> Written request
Pick out every line of the records below that contains the word "wall" and copy each one, treating uppercase and lowercase as different.

[Stored data]
━━━━━━━━━━━━━━━━

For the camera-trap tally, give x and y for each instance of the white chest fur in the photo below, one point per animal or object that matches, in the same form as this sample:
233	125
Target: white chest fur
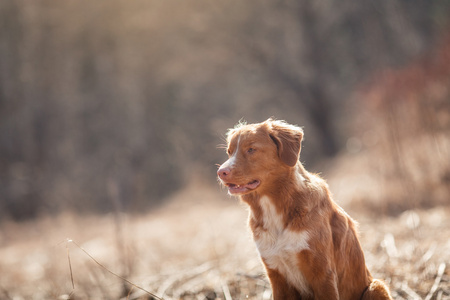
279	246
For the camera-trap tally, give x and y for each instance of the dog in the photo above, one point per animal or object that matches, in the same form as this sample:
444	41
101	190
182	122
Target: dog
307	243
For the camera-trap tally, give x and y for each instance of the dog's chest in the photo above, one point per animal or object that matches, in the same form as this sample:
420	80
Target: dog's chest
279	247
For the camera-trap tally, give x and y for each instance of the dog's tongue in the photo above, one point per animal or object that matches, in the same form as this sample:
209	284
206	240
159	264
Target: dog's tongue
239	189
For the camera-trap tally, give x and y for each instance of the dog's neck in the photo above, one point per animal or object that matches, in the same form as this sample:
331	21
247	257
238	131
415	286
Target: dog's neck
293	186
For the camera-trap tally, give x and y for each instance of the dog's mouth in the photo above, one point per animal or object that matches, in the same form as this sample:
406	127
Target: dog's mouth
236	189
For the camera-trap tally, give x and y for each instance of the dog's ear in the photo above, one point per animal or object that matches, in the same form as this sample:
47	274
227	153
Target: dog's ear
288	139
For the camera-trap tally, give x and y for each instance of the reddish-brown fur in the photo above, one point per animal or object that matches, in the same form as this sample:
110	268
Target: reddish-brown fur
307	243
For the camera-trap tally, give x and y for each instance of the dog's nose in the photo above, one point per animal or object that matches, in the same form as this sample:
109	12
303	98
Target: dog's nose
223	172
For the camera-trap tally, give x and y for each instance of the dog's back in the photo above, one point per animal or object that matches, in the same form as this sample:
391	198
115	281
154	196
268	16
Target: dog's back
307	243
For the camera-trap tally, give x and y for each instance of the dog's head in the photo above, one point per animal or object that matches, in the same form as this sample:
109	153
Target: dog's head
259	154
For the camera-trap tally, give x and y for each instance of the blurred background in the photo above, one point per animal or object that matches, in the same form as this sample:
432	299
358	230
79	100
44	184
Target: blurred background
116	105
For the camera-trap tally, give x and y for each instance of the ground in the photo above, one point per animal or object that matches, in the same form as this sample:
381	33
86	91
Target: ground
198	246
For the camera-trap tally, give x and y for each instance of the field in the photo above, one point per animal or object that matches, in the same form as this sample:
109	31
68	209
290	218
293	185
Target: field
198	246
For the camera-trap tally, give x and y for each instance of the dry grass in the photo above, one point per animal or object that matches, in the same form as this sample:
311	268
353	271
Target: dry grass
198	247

━━━━━━━━━━━━━━━━

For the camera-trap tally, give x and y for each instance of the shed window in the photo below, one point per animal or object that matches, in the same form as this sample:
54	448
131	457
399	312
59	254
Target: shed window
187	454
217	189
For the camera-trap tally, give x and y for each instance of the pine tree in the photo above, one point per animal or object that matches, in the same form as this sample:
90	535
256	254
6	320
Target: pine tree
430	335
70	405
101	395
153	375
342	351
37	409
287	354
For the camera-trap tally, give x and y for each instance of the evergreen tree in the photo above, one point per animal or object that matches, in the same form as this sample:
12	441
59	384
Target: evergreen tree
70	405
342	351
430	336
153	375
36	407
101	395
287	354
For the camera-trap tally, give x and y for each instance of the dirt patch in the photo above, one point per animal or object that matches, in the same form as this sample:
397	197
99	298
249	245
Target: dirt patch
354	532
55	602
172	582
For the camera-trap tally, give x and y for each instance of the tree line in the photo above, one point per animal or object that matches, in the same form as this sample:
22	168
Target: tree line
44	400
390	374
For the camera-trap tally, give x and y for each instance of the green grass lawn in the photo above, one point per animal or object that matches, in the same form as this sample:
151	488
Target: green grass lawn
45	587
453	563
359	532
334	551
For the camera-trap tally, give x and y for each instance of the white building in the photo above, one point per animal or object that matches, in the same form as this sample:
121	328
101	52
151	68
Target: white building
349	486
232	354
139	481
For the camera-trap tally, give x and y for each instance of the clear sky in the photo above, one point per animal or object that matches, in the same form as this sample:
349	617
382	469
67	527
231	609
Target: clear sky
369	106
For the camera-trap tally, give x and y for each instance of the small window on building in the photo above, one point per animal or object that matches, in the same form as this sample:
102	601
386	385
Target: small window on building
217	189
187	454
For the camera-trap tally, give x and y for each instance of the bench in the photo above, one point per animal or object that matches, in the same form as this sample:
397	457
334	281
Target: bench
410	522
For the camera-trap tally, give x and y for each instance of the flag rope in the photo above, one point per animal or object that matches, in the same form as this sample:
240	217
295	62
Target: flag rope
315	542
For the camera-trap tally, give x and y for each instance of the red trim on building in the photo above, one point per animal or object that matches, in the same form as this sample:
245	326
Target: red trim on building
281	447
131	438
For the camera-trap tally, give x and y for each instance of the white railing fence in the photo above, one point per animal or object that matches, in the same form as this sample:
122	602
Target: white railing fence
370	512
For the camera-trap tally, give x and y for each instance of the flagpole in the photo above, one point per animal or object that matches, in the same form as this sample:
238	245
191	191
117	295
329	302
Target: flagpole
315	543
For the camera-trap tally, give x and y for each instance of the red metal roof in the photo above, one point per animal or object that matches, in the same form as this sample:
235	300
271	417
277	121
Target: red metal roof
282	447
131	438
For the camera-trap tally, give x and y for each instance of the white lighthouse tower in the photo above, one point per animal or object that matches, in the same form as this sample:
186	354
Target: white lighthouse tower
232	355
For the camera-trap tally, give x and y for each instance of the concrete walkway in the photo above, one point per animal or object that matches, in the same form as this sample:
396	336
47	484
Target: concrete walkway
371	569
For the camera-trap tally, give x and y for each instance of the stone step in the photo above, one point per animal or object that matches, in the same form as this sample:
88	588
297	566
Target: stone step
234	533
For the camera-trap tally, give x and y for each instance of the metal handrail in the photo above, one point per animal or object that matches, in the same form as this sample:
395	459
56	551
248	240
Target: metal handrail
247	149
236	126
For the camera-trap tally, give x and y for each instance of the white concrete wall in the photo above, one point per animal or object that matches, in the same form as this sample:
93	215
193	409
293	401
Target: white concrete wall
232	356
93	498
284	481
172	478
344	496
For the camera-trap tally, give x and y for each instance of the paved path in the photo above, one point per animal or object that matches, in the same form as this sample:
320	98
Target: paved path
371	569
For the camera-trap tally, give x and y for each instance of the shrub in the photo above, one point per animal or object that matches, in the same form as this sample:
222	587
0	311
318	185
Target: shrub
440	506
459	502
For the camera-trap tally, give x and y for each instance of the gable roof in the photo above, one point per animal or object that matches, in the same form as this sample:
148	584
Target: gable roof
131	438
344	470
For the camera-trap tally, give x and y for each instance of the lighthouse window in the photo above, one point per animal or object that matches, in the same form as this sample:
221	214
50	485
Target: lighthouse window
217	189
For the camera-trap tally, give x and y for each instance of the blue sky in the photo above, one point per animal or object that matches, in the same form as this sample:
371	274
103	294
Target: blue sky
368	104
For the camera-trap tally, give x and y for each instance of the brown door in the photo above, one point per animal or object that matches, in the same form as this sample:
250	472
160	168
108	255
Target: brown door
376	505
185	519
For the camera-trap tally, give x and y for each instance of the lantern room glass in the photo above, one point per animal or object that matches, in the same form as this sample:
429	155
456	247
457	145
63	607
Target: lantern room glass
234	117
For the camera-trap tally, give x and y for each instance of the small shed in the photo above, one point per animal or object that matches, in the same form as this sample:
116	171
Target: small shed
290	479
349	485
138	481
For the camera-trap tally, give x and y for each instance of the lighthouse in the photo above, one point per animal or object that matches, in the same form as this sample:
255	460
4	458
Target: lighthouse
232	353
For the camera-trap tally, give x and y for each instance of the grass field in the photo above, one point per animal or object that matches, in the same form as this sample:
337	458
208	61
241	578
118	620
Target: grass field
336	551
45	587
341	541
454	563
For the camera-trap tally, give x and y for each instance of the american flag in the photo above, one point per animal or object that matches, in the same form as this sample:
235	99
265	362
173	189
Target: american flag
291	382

━━━━━━━━━━━━━━━━

> Result of the exercise
For the camera-trap tally, give x and y for each instance of the white concrete wall in the photo above, one point per animal or object that matches, in the same form as this sample:
Target: white concrete wall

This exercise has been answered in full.